Written task:
Rewrite the listing below with every "Isolate" changed to "Locate" and nothing else altered. Leave out the pictures.
+++ Listing +++
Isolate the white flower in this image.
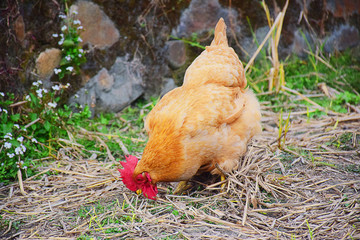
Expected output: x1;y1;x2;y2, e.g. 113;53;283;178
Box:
48;102;57;108
66;66;74;72
54;68;61;74
36;89;43;98
4;142;12;149
52;85;60;91
15;147;24;155
4;133;12;140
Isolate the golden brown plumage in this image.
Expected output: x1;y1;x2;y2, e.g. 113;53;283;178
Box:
129;18;261;197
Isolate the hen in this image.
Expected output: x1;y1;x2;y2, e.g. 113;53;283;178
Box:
119;18;261;199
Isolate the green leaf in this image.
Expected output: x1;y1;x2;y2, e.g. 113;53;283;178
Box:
29;113;38;121
44;121;51;131
10;113;20;122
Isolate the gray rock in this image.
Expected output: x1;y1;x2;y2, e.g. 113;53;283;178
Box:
173;0;239;37
166;40;187;69
242;26;270;59
36;48;61;81
69;57;144;115
70;0;120;49
324;25;360;53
+++
Written response:
Locate the white flower in this image.
Expected output: x1;y1;x2;y2, e.g. 113;53;283;178
Box:
48;102;57;108
66;66;74;72
54;68;61;74
36;89;43;98
4;142;12;149
52;85;60;91
15;147;24;155
4;133;12;140
Locate the golden brown plumage in this image.
Expected output: x1;y1;x2;y2, e.g. 113;53;283;178
Box:
129;18;261;197
Locate the hen in this image.
Expected output: x1;y1;x2;y2, e.g. 113;53;283;178
Box:
119;18;261;199
Locate the green leaf in this image.
Expected output: x1;y1;x2;y2, e.g. 113;53;283;178
Box:
29;113;38;121
44;121;51;131
10;113;20;122
Locate the gray rock in this image.
Expected output: x1;y1;x2;y2, e.g. 113;53;283;178
Box:
173;0;239;37
166;40;187;69
242;26;270;59
36;48;61;81
69;57;144;115
70;0;120;49
324;25;360;53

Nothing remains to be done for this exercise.